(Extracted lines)
--------------------------------------------------

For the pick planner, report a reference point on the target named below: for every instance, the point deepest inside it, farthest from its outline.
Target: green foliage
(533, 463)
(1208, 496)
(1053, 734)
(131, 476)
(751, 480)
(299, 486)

--------------------------------------------------

*EXERCISE AIM*. Could you reproduce every one of the lines above, word for word?

*RESPONSE BELOW*.
For the pick planner, report a reference point on the target named below: for every instance, the point deepest inside it, farthest from its outline.
Target: green foliage
(533, 463)
(1208, 496)
(1053, 734)
(131, 476)
(751, 480)
(299, 486)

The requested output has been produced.